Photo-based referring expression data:

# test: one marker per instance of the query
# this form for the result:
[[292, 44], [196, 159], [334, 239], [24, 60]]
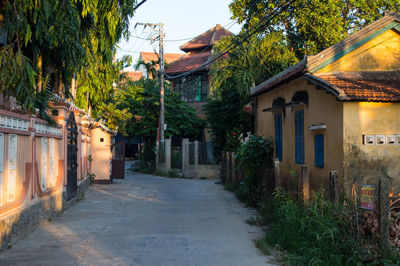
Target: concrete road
[[145, 220]]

**What to work on**
Please restate each entry exactly, but drop any picture it holds.

**Exercise result**
# test: one marker per instance of the query
# this form for the result:
[[292, 44], [196, 159], [334, 239], [24, 60]]
Target: concrete road
[[145, 220]]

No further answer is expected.